> PROBLEM DESCRIPTION: Using the NIF radiation abstract, explain in one to three sentences why many of the components closest to target center are designed for single use.

J.-C. Gauthier, et al.
J. Phys. IV France 133 (2006) 907-912
Impact of neutron and gamma radiation on the design of NIF diagnostics and target-bay systemsD.C. Eder, P.M. Song, J.F. Latkowski, S. Reyes, D.W. O'Brien, F.D. Lee, B.K. Young, J.A. Koch, M.J. Moran, P.W. Watts, J.R. Kimbrough, E.W. Ng, O.L. Landen and B.J. MacGowan
LLNL, PO Box 808, L-463, Livermore, CA, USA
The design of a wide range of components in and near the target bay of the National Ignition Facility (NIF) must allow for significant radiation from neutrons and gammas. Detailed 3D Monte Carlo simulations are critical to determine neutron and gamma fluxes for all target-bay components to allow optimization of location and auxiliary shielding. Demonstration of ignition poses unique challenges because of the large range (3 orders of magnitude) in the yield for any given attempt at ignition. Some diagnostics will provide data independent of yield, while others will provide data for lower yields and only survive high yields with little or no damage. In addition, for a given yield there is a more than 10 orders of magnitude range in neutron and gamma fluxes depending on location in the facility. For example, sensitive components in the diagnostic mezzanines and switchyards require auxiliary shielding for high-yield shots even though they are greater than 17 meters from target chamber center (TCC) and shielded by the 2 m-thick target-bay wall. In contrast, there are components 0.2 to 2 m from TCC with little or no shielding. For these components, particular attention is being made to use low-activation material because of the extremely high neutron loading levels. Many of the components closest to target center are designed to be single use to reduce worker dose from having to refurbish highly activated components. The cryogenic target positioner is an example where activation and ease of component replacement is an important part of the design. We are developing a design process for all target-bay systems that will assure reliable operation for the full range of planned yields.

> DATASET EXCERPTS:

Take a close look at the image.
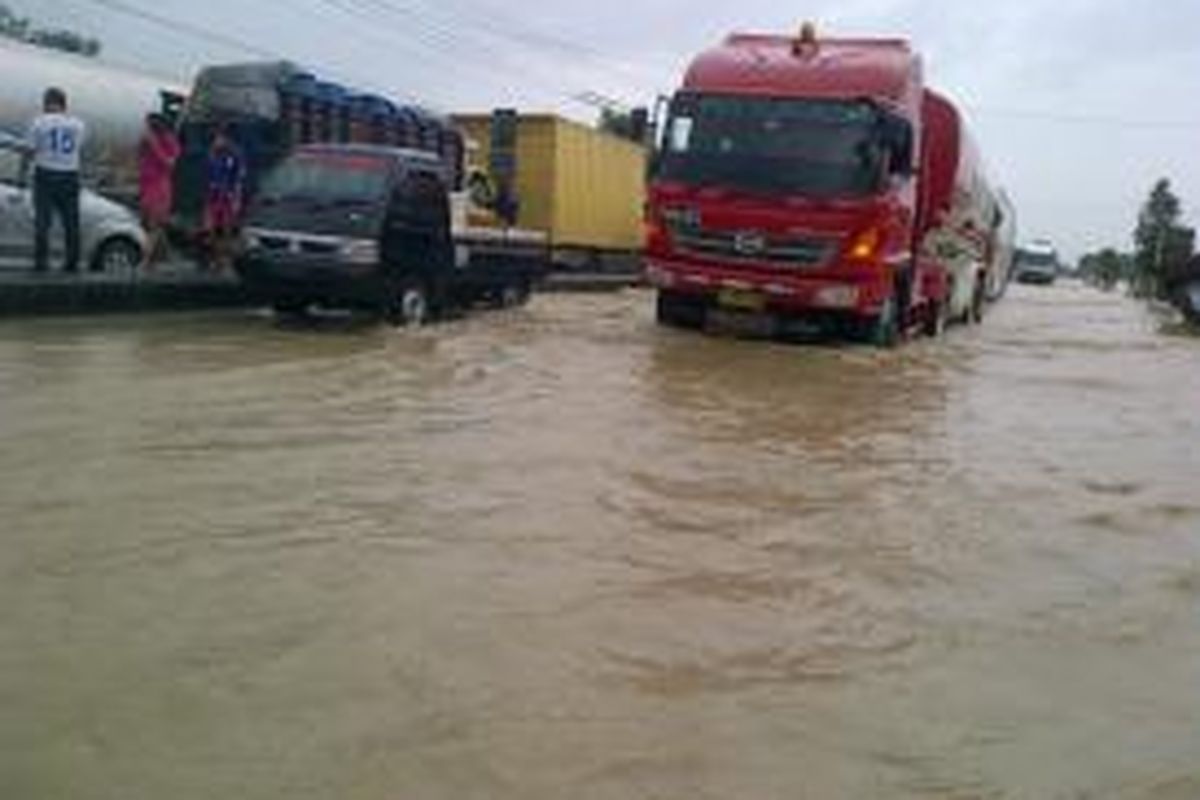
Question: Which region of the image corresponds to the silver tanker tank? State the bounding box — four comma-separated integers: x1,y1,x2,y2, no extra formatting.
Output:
0,40,187,198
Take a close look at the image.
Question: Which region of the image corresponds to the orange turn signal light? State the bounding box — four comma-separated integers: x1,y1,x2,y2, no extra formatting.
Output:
846,225,883,261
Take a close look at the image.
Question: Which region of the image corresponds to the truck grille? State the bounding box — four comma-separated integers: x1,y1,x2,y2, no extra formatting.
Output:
672,225,836,269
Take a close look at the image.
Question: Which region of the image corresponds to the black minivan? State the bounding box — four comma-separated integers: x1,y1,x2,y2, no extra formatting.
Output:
238,144,538,325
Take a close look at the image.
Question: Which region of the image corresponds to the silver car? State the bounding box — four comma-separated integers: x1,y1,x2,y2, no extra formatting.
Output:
0,131,146,272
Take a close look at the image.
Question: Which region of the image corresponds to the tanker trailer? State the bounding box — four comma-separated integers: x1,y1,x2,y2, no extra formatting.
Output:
0,40,186,203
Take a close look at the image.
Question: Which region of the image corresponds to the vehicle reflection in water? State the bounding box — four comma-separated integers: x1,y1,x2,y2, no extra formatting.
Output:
0,285,1200,800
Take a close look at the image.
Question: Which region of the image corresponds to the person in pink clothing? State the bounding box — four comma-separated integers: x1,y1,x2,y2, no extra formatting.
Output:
138,114,180,269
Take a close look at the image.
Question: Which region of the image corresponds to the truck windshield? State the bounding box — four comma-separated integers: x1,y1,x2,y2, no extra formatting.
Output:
259,154,390,204
656,96,886,198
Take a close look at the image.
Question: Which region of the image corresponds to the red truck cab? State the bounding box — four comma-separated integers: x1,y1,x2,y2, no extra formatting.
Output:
646,26,953,344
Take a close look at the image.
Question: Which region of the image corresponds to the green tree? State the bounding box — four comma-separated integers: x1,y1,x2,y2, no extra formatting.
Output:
0,2,102,58
1079,247,1134,291
1133,179,1195,300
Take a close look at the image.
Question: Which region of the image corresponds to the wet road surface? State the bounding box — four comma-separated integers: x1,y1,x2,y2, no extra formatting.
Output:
0,287,1200,800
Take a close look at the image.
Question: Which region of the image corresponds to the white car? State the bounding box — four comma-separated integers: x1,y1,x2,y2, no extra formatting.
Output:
0,131,146,272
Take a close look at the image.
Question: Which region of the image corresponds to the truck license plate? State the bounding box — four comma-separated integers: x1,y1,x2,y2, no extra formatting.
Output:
716,289,767,312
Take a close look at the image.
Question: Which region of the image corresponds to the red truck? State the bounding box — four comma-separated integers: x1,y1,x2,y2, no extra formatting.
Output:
646,25,1002,347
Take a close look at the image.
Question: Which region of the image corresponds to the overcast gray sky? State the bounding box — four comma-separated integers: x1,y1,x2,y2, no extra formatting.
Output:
18,0,1200,255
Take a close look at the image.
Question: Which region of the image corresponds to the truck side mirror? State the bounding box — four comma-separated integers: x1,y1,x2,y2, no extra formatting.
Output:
883,115,914,176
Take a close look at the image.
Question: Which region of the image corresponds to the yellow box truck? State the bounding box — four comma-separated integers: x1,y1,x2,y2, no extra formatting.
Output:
452,114,647,266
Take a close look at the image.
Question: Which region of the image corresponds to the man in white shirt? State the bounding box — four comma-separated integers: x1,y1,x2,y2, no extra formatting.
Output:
28,89,86,272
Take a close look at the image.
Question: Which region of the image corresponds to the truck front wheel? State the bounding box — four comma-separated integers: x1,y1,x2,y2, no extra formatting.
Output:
868,294,900,349
655,289,706,330
384,278,432,327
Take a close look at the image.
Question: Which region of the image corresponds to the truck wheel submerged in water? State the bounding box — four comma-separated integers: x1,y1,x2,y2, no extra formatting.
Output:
91,236,142,273
384,278,433,327
655,289,706,330
868,294,900,349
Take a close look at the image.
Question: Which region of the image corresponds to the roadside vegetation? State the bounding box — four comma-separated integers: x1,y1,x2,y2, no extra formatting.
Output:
0,2,103,58
1079,178,1200,321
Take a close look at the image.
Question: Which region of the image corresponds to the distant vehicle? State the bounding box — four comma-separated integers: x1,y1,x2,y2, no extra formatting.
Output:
1171,254,1200,327
0,38,186,205
0,132,146,272
238,144,545,325
646,26,1000,345
1016,239,1062,285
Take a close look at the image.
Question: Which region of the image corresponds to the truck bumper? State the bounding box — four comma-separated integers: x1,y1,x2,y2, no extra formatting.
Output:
238,255,388,308
646,258,893,318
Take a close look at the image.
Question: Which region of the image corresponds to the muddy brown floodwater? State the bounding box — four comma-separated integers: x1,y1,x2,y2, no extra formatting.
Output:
0,285,1200,800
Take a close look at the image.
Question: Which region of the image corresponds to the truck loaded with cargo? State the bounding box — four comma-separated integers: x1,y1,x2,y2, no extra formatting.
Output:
454,112,647,271
175,62,547,324
646,25,1013,345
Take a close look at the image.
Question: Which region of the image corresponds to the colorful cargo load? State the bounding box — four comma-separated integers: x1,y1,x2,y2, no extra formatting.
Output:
175,61,463,231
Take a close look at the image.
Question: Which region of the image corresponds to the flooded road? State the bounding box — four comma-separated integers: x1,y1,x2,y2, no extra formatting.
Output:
0,287,1200,800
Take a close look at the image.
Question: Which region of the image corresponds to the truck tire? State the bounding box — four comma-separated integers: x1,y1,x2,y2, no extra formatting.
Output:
271,300,310,317
384,278,433,327
966,275,988,325
868,294,900,350
655,289,707,330
494,281,533,308
922,297,950,339
91,236,143,275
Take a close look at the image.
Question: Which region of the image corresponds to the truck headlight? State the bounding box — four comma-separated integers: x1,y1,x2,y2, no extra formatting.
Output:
341,239,379,264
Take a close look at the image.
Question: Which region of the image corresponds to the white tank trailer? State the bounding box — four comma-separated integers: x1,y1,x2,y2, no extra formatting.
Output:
0,40,187,200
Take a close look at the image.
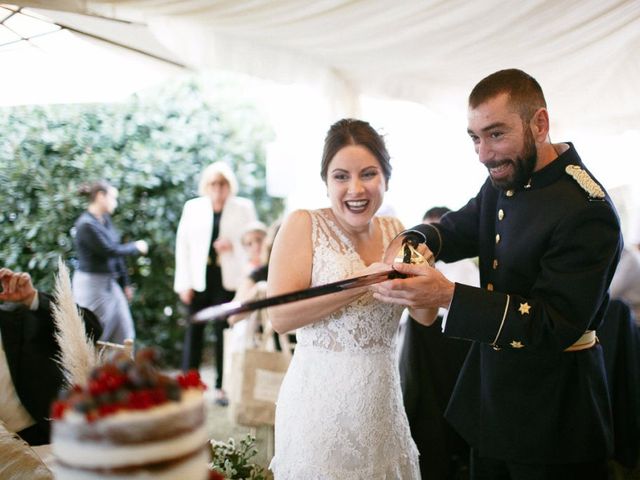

> RESULT OF THIS TASK: They are made single use to reduce the dose workers would otherwise receive from refurbishing components that have become highly activated. The cryogenic target positioner is cited as a design where activation and ease of replacement are important considerations.